REQUIREMENTS: Pull out every line in the listing below that contains the string "asphalt" and copy each one in full. Case counts, so uppercase and lowercase letters do not match each other.

DATA SHOWN:
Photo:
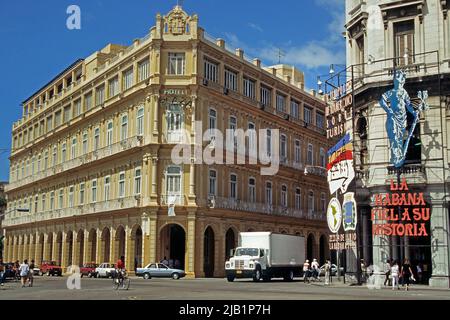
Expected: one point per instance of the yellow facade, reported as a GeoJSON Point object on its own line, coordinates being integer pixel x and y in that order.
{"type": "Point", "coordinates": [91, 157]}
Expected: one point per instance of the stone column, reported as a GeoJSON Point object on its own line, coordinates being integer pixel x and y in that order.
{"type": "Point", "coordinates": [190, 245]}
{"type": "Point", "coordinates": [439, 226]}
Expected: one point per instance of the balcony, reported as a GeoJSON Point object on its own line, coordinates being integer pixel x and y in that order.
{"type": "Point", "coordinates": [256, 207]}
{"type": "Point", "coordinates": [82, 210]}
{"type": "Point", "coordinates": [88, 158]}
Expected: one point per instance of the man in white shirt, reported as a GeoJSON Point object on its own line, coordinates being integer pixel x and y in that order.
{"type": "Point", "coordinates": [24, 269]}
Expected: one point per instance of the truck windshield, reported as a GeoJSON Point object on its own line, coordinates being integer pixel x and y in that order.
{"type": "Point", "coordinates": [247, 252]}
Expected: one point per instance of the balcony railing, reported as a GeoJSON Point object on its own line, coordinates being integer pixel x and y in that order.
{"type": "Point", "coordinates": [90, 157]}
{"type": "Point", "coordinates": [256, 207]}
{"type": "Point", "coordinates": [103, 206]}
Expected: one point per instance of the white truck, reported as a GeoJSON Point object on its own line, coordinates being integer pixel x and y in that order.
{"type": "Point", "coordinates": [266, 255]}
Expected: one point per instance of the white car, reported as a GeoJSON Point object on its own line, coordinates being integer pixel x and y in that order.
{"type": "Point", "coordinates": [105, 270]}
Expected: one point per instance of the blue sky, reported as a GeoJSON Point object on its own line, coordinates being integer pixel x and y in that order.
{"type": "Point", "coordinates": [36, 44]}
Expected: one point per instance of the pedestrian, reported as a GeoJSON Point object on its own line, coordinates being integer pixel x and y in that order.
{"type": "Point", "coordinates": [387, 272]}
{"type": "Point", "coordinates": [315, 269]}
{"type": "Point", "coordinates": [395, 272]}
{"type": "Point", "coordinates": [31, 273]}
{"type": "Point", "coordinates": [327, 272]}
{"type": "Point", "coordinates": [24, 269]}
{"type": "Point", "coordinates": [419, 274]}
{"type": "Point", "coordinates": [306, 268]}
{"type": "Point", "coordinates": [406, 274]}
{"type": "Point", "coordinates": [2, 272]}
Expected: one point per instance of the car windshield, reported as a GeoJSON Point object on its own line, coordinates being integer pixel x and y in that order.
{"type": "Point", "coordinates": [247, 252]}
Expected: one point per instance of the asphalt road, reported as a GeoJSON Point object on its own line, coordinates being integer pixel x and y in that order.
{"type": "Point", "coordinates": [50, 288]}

--

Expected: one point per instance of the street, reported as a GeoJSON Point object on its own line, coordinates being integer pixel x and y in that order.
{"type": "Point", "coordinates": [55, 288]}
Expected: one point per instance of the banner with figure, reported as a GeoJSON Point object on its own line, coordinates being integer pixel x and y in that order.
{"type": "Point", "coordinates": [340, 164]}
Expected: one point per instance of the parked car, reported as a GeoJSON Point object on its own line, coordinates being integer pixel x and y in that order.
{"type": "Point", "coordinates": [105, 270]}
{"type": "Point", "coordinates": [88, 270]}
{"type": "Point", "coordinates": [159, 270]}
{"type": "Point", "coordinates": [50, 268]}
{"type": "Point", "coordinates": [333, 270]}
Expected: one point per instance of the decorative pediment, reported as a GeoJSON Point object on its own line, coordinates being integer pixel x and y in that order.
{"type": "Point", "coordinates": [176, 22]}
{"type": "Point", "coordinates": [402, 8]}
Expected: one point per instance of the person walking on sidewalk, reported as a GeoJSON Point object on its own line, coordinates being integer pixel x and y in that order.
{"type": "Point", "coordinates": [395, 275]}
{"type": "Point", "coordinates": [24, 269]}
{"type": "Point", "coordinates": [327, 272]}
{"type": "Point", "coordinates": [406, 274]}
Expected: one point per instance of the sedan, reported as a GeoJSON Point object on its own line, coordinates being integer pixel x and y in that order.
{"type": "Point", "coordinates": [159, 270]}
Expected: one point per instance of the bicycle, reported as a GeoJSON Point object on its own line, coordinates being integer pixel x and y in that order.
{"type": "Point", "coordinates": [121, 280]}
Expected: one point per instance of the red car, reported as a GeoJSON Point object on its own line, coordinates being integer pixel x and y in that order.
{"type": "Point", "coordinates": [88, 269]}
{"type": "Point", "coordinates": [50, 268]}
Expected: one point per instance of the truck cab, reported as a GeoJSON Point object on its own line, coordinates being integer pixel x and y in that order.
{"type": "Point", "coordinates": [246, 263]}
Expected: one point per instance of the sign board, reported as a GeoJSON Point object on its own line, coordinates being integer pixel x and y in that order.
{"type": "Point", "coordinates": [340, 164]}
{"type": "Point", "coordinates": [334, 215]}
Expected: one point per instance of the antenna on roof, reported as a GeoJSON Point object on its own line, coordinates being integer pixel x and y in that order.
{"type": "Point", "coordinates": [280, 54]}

THE RESPONSE:
Expected: one point per instance of the asphalt road, reported as a GeoJSON Point object on its own line, coordinates being integer pixel x and y in that order.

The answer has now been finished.